[Listed entries start]
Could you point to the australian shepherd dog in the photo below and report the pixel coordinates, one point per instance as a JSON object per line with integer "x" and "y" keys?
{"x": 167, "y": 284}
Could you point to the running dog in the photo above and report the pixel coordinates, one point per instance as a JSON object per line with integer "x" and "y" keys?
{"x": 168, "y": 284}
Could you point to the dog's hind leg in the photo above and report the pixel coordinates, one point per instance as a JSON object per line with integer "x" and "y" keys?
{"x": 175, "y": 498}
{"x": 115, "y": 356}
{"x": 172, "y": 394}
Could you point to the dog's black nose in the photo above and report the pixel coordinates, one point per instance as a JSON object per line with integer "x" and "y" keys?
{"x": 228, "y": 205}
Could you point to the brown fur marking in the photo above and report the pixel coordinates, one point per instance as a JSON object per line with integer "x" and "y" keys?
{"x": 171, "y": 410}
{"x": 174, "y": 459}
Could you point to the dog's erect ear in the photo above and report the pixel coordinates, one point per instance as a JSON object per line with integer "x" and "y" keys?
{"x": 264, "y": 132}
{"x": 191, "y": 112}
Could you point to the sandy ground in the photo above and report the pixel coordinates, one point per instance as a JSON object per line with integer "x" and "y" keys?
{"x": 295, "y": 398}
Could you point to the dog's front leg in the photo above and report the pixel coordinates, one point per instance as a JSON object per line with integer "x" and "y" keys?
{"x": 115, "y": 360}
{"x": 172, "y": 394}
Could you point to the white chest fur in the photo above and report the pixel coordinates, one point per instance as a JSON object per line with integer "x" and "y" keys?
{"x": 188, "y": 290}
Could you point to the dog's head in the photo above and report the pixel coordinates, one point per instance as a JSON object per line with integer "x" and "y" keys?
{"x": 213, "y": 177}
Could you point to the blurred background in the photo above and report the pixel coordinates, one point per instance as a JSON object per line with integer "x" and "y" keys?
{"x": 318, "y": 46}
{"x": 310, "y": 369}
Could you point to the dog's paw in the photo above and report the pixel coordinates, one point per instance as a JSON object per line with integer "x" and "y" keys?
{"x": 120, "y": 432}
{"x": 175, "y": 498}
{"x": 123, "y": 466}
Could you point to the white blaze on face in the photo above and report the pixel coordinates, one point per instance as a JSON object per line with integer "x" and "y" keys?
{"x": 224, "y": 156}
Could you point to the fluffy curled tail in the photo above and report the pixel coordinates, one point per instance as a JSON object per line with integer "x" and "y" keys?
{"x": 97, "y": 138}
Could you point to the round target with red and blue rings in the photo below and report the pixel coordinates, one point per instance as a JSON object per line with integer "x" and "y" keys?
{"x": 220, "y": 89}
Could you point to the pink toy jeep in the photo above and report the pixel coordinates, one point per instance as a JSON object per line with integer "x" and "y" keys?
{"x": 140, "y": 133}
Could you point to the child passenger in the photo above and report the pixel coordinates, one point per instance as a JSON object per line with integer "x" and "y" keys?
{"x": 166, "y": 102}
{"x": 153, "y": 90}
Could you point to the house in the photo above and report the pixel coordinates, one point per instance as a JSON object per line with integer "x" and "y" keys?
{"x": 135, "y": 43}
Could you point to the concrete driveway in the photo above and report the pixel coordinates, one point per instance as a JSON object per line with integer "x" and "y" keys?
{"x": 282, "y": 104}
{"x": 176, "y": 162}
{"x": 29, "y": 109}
[Listed entries end]
» **Do this**:
Repeat the records above exactly.

» **Written answer**:
Could you point to the australian shepherd dog in the photo below and report the pixel coordinates, one point per instance as a JSON object per line with integer "x" and "y" keys?
{"x": 167, "y": 284}
Could you point to the running dog in the photo above and report the pixel coordinates, one point per instance as a JSON object per line with integer "x" and "y" keys?
{"x": 168, "y": 284}
Could you point to the dog's hind leg in the photo above and report the pixel coordinates, one point per instance as a JSON object per line with integer "x" and "y" keys?
{"x": 175, "y": 498}
{"x": 115, "y": 356}
{"x": 172, "y": 394}
Could you point to the dog's black nose in the photo above and report the pixel coordinates, one point per instance as a JSON object per line with integer "x" and "y" keys?
{"x": 228, "y": 205}
Could you point to the brown fur marking in the photo above and report the pixel coordinates, one point per instance as a JSON object per line with integer "x" and "y" keys?
{"x": 171, "y": 410}
{"x": 174, "y": 459}
Could you point to the dog's erect ear in the photo above and report the pixel coordinates, one point per instance as a JSON object per line with integer "x" and "y" keys?
{"x": 264, "y": 132}
{"x": 191, "y": 112}
Could you point to the sandy ground in the photo above and report the pixel coordinates, one point per instance as a JSON object per line with integer "x" and "y" keys?
{"x": 295, "y": 398}
Could you point to the dog's front leg in the photo above and report the pixel coordinates, one point per instance as a JSON object per line with integer "x" and "y" keys?
{"x": 115, "y": 360}
{"x": 172, "y": 394}
Could you point to the white chest fur in the photo above and report the pixel coordinates, one point per instance as a JSON object per line with integer "x" and "y" keys?
{"x": 188, "y": 290}
Could you point to the dog's head in the photo above and report the pixel coordinates, one point per instance as a JSON object per line with integer "x" and "y" keys?
{"x": 213, "y": 177}
Could you point to the blurred background in the photo above and report the pixel coordinates, one point per instance as a JSON object per line with integer "x" and "y" keys?
{"x": 318, "y": 46}
{"x": 310, "y": 369}
Could you point to the dog's paw in the photo above and report the pixel coordinates, one point per instance as a JSON object per line with integer "x" and "y" keys?
{"x": 120, "y": 432}
{"x": 175, "y": 498}
{"x": 123, "y": 466}
Could you point to the white blaze on face in the photo above and report the pixel coordinates, one point per instance as a JSON object per line with integer "x" and "y" keys?
{"x": 224, "y": 156}
Could you point to the fluffy curled tail in the photo above and report the pixel coordinates, one point per instance as a JSON object per line with integer "x" and "y" keys?
{"x": 97, "y": 138}
Could you point to the round target with red and blue rings in the photo below and report the pixel coordinates, one point per instance as a JSON object per line with integer "x" and "y" keys?
{"x": 220, "y": 89}
Could you point to the pink toy jeep in the photo above and report the pixel coordinates, one point per instance as a JSON object per line with integer "x" and "y" keys?
{"x": 140, "y": 133}
Could you point to the child passenger in the photo above and report the pixel coordinates, one point per instance as a JSON object per line with integer "x" and "y" keys?
{"x": 166, "y": 102}
{"x": 153, "y": 90}
Could you point to the house in the photo above and report the pixel coordinates, one point per instance as a JSON object per line with integer "x" and "y" keys?
{"x": 135, "y": 43}
Could you point to the concrete driveway in the photo above and report the pixel coordinates, one point per instance as a JSON object per line with integer "x" and "y" keys?
{"x": 282, "y": 104}
{"x": 176, "y": 162}
{"x": 29, "y": 109}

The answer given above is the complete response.